**Yapılacak iş:** Mülkiyet, rekabet ve demokrasi üzerine yazılmış metni son cümlesinden itibaren sürdürün.

**Verilen metin:**
Aslolan,
mülkiyet ve rekabettir. İlki için devlet; ikincisi içinse demokrasi “icat”
edilmiştir. Dolayısıyla, her yanda ve her ânda “devlete karşı demokrasi” diye
bağırıp duranlara, “siz kimi kandırıyorsunuz?” diye tokat savurmak gerekir.
Zira rekabet, mülkiyetsiz olmaz.
Solculuğun
ve kısmen sosyalistliğin düzen içi manevralara, geçici, kısmî başarılara
kilitli olan bir tarafı vardır, ama komünist olmak, tam da düzenin aynasındaki
görüntüsüne âşık olmamaktır. Bu ise ancak aşkın bir hakikate “pervane” olmakla
mümkündür. Yanacağını bile bile…
* * *
Bir
sempozyumda, “İslam öncesi cahiliye döneminin daha demokratik olduğu” iddiasında bulunan Erdoğan Aydın’ın yapamadığı ve yanamadığı budur. Onda, onu kendisine
âşık kılan aynalar kırılmasın diye, İslam düşmanlığı ifrata varmakta, sonuçta
paganizm savunusu, aynanın sırrı hâline gelmektedir. Koruma altına alınan ayna,
mülkiyet ve rekabet ilişkilerinin çarpıttığı hakikattir.
Erdoğan
Aydın gibiler, o hakikate sırf mülkiyet ve rekabet sayesinde yaldızlanmış
özneliğine halel gelecek diye düşman olmak zorundadırlar. Bu, 12 Eylül’ün,
Özal’ın, 1989-92 çözülüş döneminin ve Ölüm Oruçları sürecinin teslim aldığı
herkes için geçerli bir ruh ve kişilik hâlidir.

**Alıntılanan öğeler:**
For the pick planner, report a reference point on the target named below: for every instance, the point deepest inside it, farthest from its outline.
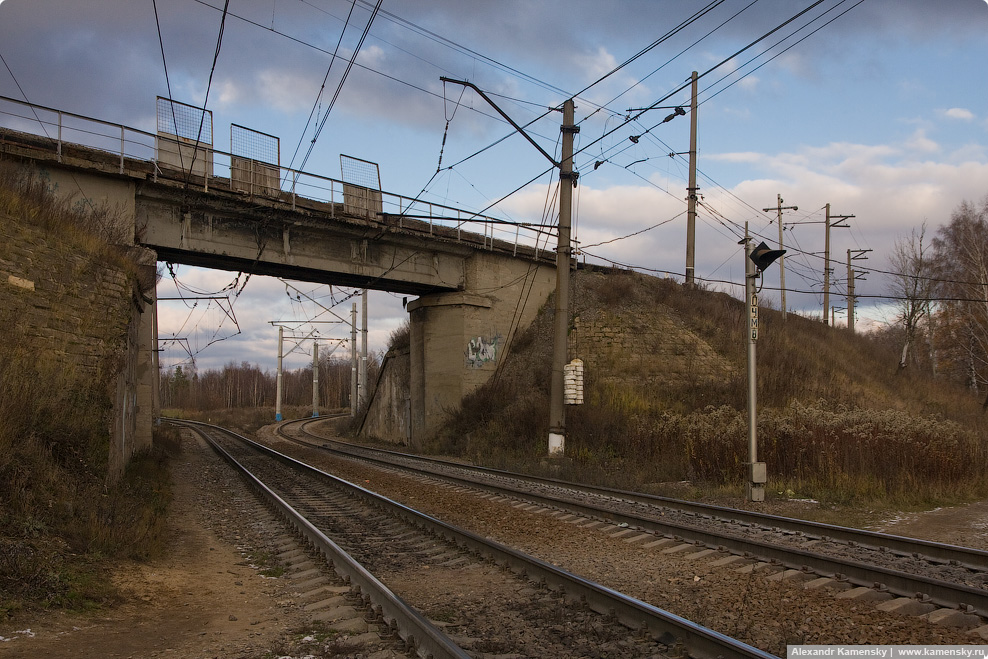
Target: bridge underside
(228, 232)
(469, 288)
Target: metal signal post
(757, 259)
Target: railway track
(941, 581)
(530, 607)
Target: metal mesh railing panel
(185, 121)
(360, 172)
(255, 145)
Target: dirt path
(965, 525)
(202, 599)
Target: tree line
(246, 385)
(940, 286)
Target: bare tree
(912, 285)
(961, 249)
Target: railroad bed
(483, 599)
(609, 541)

**Görev çıktısı:**
* * *
Hitler’in
ideolojik kurgusunun önemli ölçüde paganist olduğu söylenir. Swastika, yani gamalı
haç, Hindistan yarımadasından apartılmış, pagan bir semboldür. Roma’ya yapılan
tarihaşırı atıf da bu paganizmin bir yansımasıdır.
“Paganizm”,
köylüyle, tarlayla, bitki dikmekle, saplamakla bağlantılı bir sözcüktür. Aynı
kökten türeyen “Pakt” da barış ve sözleşme anlamında, belli bir yerin ve o
yerin insanlarının tanınmasını ifade eder. Demek ki Hitler’in mücadelesi, her
yeri köyleştirip, herkesi tek führere bağlı ve mecbur kılma amacını güder.
Demokrasi,
devletin tekilliklere yedirilmesi işlemidir.
Erdoğan
Aydın’daki putçuluk, köylü mülkiyetindeki mantığın şehirli orta sınıfa
yedirilmesinden başka bir şey değildir. Bu savunu, putların demokrasisidir.
Cahiliye dönemindeki üç büyük put, Lât, Manat ve Uzza demokrasi adına
savunulmalıdır. Lât otorite, Uzza güç, Manat da paradır.
* * *
On
yılımız, AKP iktidarı ile geçti. Neredeyse bir kuşak, bu gerçekte yetişti.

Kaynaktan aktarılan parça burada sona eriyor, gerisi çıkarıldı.